SOURCE TEXT:
■ ■ ■
Why there might not be enough Raspberry Pi to go around - noonespecial
http://www.thesinglestep.org/thoughts/rspi/

======
rc55
I have felt for a long time that Raspberry Pi would be something far beyond
the scope of education and could well be re-purposed as a super-economical
Arduino equivalent, complete with its own ecosystem of add-on boards,
enclosures, power supplies and applications.

Could I see myself getting at least one? Most definitely. I'd pay double for
what it offers, and all my hacker friends agree. There's so much we'd love to
dig into, set-top boxes, surveillance, emulation and gaming, jukeboxes, audio
synthesis, demoscene productions... it's just a fantastic platform I can't
wait to get my hands on.

I think they may well deliver on this regardless of any scepticism, although
over time it will be at least exciting to see what kind of community is
developed.
■ ■ ■
EXERCISES TO COMPLETE:
**A)** List every item the Raspberry Pi thread names as part of the ecosystem the device could have.
**B)** Reproduce verbatim the passage of the Raspberry Pi thread starting with "Why there might" and going on through "supplies and applications.".
The entries that come next are not required.

(Lines of data)
■ ■ ■
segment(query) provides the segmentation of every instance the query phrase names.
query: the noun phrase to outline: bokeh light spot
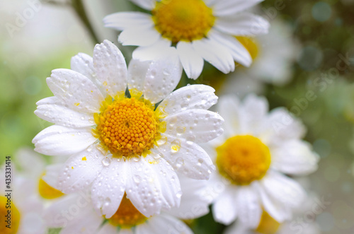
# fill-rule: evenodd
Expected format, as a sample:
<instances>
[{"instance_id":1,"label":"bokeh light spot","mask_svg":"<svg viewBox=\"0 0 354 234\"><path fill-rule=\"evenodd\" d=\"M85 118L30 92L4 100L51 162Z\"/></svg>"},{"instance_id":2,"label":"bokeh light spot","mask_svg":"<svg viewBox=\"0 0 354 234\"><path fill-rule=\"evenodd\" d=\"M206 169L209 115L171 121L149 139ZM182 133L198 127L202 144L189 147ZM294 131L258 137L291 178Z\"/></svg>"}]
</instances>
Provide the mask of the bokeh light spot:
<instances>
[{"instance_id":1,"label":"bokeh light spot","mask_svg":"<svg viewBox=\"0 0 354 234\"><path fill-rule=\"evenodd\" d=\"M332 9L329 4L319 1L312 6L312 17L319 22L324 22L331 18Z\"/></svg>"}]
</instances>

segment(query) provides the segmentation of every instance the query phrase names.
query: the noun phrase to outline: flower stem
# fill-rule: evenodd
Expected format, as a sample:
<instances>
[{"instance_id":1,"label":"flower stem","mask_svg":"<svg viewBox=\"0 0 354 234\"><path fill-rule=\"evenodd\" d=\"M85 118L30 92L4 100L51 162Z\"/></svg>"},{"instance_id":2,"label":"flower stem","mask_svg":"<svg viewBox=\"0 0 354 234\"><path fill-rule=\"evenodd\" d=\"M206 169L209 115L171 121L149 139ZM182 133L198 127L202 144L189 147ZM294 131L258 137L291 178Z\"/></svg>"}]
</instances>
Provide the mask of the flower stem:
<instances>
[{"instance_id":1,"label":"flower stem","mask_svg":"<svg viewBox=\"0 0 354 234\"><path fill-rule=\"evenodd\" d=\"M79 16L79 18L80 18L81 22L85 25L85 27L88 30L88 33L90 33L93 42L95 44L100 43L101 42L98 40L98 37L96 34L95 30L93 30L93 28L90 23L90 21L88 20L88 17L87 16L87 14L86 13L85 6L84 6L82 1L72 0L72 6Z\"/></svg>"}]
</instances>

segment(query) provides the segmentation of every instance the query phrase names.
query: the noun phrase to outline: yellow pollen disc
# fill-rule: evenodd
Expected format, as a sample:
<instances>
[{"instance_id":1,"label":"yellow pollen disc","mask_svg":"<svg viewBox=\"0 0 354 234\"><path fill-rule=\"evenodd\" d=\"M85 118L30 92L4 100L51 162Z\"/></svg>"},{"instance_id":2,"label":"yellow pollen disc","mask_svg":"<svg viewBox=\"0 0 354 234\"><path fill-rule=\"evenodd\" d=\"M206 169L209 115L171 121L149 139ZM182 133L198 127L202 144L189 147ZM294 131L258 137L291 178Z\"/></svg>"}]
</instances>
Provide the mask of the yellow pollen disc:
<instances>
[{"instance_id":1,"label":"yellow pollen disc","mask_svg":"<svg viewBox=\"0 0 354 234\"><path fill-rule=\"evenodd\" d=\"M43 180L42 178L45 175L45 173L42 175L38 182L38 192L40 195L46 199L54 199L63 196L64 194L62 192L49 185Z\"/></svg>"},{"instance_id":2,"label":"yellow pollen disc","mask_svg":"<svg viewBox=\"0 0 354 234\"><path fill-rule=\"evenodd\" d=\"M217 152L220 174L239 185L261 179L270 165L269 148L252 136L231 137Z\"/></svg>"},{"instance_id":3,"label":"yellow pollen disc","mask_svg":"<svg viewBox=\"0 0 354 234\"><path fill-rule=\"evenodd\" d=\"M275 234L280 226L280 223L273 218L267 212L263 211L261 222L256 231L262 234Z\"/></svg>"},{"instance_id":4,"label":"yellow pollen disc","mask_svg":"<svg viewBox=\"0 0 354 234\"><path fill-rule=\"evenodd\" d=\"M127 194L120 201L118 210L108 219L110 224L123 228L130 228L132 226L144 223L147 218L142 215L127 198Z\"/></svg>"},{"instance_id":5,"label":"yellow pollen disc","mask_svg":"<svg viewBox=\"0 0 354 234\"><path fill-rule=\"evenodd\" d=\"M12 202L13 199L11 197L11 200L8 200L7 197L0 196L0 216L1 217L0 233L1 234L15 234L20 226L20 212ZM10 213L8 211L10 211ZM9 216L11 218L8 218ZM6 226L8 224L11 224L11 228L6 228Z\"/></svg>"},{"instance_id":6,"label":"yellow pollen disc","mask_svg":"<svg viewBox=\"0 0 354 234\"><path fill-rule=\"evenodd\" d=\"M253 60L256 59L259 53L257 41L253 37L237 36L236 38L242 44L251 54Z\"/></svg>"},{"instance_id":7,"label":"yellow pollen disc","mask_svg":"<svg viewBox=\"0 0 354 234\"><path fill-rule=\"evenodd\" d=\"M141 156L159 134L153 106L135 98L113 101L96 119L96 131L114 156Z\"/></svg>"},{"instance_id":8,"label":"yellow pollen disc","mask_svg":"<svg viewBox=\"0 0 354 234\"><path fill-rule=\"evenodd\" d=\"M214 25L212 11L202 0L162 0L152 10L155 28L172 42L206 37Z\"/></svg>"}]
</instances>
■ ■ ■
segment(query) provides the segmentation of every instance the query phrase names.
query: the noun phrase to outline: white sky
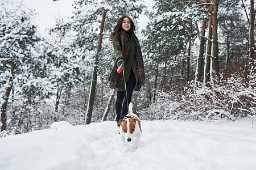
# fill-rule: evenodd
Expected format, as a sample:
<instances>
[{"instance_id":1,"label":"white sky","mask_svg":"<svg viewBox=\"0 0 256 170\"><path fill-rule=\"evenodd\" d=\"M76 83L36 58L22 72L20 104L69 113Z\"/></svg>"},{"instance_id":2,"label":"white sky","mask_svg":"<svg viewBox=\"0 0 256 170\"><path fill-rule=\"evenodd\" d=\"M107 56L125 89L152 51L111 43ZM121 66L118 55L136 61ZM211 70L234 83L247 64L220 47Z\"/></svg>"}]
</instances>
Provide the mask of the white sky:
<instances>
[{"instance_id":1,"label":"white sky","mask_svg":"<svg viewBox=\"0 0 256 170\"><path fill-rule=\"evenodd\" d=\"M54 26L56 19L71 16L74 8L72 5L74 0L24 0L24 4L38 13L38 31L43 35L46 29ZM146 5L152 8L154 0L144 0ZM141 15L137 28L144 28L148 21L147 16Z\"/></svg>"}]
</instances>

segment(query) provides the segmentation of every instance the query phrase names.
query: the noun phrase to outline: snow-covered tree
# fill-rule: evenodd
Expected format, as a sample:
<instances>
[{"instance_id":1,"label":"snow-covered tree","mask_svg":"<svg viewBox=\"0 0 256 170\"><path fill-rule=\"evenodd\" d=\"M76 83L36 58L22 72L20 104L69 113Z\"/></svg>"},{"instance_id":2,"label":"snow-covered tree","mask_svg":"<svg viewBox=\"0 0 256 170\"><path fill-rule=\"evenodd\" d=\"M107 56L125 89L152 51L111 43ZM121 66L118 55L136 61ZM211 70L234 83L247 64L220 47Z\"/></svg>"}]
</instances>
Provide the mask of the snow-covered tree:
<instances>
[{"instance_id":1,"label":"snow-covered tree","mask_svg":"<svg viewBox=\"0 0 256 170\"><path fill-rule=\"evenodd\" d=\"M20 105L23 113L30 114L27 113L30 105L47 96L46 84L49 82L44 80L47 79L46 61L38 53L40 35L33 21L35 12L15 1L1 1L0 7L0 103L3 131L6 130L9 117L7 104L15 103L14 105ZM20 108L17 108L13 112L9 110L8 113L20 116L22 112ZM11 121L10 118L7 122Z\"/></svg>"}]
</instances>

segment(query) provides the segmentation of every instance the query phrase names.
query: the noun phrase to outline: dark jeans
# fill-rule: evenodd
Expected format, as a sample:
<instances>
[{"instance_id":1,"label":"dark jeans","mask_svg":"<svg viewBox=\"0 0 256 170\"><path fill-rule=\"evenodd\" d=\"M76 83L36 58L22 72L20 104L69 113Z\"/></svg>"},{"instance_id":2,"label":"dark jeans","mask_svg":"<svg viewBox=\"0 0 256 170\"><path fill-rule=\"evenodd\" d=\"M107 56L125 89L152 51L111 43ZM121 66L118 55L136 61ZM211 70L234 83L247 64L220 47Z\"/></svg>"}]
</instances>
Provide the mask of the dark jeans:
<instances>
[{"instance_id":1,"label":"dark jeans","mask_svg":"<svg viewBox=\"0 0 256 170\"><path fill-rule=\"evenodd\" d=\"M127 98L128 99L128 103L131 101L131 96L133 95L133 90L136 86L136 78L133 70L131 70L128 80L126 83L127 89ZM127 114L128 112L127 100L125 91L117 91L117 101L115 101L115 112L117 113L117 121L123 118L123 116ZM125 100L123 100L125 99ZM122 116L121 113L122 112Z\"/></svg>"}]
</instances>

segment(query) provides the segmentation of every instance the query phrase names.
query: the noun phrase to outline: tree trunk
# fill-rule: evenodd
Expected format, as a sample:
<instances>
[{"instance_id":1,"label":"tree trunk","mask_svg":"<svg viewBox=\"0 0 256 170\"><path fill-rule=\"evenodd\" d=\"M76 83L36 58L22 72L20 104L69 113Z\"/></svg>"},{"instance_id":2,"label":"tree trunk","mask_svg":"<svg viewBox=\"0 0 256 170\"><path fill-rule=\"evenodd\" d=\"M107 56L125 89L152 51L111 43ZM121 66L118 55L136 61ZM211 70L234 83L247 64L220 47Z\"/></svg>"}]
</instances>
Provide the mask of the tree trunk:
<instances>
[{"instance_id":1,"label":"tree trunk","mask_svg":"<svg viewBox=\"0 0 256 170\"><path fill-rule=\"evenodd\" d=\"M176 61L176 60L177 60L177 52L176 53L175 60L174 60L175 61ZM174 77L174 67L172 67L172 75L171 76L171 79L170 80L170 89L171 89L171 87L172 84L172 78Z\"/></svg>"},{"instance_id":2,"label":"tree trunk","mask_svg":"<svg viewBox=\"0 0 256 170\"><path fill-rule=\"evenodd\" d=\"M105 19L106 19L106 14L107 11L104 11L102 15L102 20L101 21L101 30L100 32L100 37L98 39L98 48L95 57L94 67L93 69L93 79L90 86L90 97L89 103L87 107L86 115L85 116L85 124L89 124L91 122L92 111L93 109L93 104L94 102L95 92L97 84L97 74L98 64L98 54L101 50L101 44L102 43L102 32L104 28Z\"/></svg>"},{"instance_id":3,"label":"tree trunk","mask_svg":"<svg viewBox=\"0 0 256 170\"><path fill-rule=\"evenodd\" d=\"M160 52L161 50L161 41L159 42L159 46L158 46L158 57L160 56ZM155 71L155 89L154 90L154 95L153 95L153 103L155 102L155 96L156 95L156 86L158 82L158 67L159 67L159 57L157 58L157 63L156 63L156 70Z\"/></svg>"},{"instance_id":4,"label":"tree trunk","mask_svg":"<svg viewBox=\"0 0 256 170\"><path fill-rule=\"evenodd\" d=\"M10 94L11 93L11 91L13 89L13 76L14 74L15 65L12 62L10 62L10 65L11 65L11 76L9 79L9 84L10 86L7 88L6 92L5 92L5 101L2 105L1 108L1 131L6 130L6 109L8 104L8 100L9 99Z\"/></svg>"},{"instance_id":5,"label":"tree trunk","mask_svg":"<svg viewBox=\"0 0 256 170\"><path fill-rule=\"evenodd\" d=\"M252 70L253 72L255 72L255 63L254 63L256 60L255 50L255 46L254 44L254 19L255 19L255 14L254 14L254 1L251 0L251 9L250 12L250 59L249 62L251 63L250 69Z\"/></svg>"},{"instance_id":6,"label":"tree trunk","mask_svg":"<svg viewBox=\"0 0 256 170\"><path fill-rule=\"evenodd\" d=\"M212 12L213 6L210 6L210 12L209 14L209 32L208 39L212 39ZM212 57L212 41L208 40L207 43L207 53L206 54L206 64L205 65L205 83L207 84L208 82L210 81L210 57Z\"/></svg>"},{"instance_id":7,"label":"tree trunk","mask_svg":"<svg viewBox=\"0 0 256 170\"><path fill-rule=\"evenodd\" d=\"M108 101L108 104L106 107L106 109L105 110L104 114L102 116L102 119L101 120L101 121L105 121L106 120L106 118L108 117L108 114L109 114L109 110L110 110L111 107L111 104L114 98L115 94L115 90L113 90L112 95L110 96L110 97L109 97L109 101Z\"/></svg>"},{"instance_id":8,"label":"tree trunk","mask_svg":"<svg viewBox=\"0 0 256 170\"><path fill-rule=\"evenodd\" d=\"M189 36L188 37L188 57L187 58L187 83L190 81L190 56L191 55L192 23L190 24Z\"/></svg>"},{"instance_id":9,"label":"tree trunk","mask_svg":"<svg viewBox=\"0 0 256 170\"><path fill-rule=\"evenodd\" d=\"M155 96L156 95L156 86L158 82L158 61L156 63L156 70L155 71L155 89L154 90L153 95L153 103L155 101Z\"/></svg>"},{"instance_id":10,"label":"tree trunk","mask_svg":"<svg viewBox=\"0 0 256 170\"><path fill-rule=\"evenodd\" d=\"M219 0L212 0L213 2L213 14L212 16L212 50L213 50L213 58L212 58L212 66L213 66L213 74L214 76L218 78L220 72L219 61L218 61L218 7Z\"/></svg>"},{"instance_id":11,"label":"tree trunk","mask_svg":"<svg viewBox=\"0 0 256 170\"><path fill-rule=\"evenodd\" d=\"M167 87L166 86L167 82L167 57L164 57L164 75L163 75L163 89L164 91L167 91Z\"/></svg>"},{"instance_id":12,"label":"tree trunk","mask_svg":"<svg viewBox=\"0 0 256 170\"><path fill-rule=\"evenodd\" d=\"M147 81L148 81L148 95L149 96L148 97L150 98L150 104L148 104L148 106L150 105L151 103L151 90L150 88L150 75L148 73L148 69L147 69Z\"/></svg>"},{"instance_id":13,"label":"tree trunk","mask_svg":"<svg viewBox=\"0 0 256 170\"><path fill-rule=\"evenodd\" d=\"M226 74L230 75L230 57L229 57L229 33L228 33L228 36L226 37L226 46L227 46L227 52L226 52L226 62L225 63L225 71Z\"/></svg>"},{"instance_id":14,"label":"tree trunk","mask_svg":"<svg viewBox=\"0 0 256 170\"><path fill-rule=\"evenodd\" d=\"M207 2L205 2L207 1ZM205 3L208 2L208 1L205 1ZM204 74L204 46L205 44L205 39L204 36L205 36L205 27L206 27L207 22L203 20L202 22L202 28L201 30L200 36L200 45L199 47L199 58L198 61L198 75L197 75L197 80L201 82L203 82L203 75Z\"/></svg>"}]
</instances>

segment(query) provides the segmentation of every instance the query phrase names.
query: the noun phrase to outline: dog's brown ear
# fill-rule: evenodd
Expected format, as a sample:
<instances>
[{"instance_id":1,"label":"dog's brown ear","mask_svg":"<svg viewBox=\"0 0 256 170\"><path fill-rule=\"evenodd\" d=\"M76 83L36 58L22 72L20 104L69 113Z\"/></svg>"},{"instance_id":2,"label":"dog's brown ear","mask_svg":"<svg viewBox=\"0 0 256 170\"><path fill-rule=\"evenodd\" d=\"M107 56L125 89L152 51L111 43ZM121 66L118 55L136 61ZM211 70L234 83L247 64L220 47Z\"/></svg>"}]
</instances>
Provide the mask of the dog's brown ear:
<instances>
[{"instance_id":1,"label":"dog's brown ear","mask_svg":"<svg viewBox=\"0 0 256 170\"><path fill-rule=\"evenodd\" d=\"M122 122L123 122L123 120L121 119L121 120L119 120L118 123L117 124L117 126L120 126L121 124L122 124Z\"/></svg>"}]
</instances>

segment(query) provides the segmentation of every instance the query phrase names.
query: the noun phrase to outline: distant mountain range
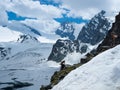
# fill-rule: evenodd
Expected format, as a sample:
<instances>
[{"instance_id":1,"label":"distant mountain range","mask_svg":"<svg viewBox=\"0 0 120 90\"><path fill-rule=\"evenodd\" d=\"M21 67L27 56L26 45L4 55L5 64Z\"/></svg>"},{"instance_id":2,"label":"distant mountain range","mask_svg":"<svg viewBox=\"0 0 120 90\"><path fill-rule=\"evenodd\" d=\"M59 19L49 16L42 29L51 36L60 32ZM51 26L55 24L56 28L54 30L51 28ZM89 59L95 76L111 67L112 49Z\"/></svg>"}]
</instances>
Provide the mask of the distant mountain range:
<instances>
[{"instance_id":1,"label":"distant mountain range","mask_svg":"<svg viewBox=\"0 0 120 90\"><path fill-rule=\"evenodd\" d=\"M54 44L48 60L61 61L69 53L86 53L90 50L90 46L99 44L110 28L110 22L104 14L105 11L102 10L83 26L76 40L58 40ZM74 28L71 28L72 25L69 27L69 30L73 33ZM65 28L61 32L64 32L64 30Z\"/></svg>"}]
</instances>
■ ■ ■
EXERCISE SOLUTIONS:
**A)** add-on boards, enclosures, power supplies, applications

**B)**
Why there might not be enough Raspberry Pi to go around - noonespecial
http://www.thesinglestep.org/thoughts/rspi/

======
rc55
I have felt for a long time that Raspberry Pi would be something far beyond
the scope of education and could well be re-purposed as a super-economical
Arduino equivalent, complete with its own ecosystem of add-on boards,
enclosures, power supplies and applications.